*GIVEN PROBLEM*:
Copy the comment thread between "If you lived during" and "about that one.", inclusive, swapping every "pain" for "grief".

*GIVEN TEXT*:
● ● ● ●

Comments

1
I know it's thirty years too late, Mindy, but I'll bet this is the interview your dad taped over:

https://www.youtube.com/watch?v=fBniLqF-…
2
I was just going to say I bet this is on youtube.
3
So much fury that she ran out of steam on page 3 and couldn't keep up writing in cursive.
4
Truly priceless.

If you lived during a time when there was no way to tape anything (not even a VCR), you feel her pain.

If you lived thru VCRs (and people taping over things), you feel her pain.

And her love for Sting? Not sure about that one.
5
I was once a teenage girl in the 80s. Good times, man. Good times.

/could have written that letter
6
Hey Mindy! Yeah you stupid!! There are these little tabs on the cassette that you can break and your dad can't record over your tape.

It's called READ THE DIRECTIONS ON THE BOX THE VHS TAPE CAME IN!!! And reading is totally radical!
7
I would retain hope for the youth of today if one in a hundred 13-year-olds were capable of, or even had the patience for, composing a missive of this length with quite good grammar and spelling, well organized thoughts, admirably restrained yet still evident sarcasm, and to top it all, evidence of conscientious proofreading. I imagine her parents treasured this.

/curmudgeonliness
8
6: Quit blaming the victim. Mindy's greatest-hits video tape was a WORK IN PROGRESS, and sure, maybe she could've popped the tab and covered it with Scotch tape when she needed to record something new but RECORDING VIDEOS WAS AN ACTIVITY FRAUGHT WITH TENSION, requiring razor-sharp reflexes and seconds were priceless, you piece of shit.
9
While I agree with both 6 and 8. I have to say keeping the tape in one's own room (or other safe place) or labeling it with hearts and such probably would have prevented the whole catastrophe.
10
9: But then we would've been denied this letter, which is cosmically unacceptable. (Fun fact: Mindy's now a partner at an LA law firm and gets to write letters like this for a living.)
11
@10:
"write letters like this for a living"
Love it.
12
This is outstanding, of course! Props to your 13-year-old self.

Anyone have a story like this, but in reverse? When I was about 10-11 I (unintentionally) taped over my mom's (unmarked) copy of Koyaaisquatsi with episodes of The Galaxy Rangers. That did not go over well.
13
My parents didn't know how to record with the VCR, so any unintentional recording-overs were entirely my fault.
14
The father (who would obviously be crushed by this letter) could console himself by noting that he had raised a lovely, thoughtful and polite child.
15
Mindy and I would have been besties in junior high! I totally understand her trauma. I had a videotape with TWO different versions of the Police Synchronicity tour (Montreal and Atlanta, FYI). It was the only thing I loved in 1984. If anything had happened to it I would have died.
17
16: She's had a giant brain since the day she was born.
18
This happened to me. The memory stings even after all these years. Though as per Fnarf's comment, it does sting less now that almost all the fleeting TV of the 80s and 90s has magically reappeared on YouTube or on DVD*.

*Though, sadly, without the original soundtracks.

● ● ● ●

*INFORMATION SUPPLIED*:
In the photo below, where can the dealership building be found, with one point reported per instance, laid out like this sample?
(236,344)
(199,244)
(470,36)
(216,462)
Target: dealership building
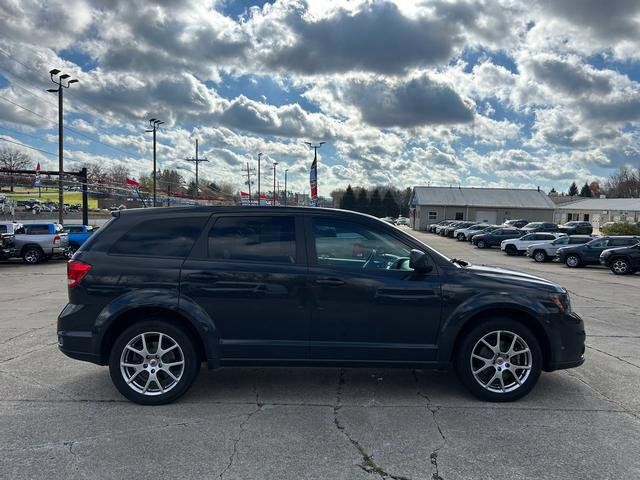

● ● ● ●

*SOLUTION FOR THIS EXERCISE*:
If you lived during a time when there was no way to tape anything (not even a VCR), you feel her grief.

If you lived thru VCRs (and people taping over things), you feel her grief.

And her love for Sting? Not sure about that one.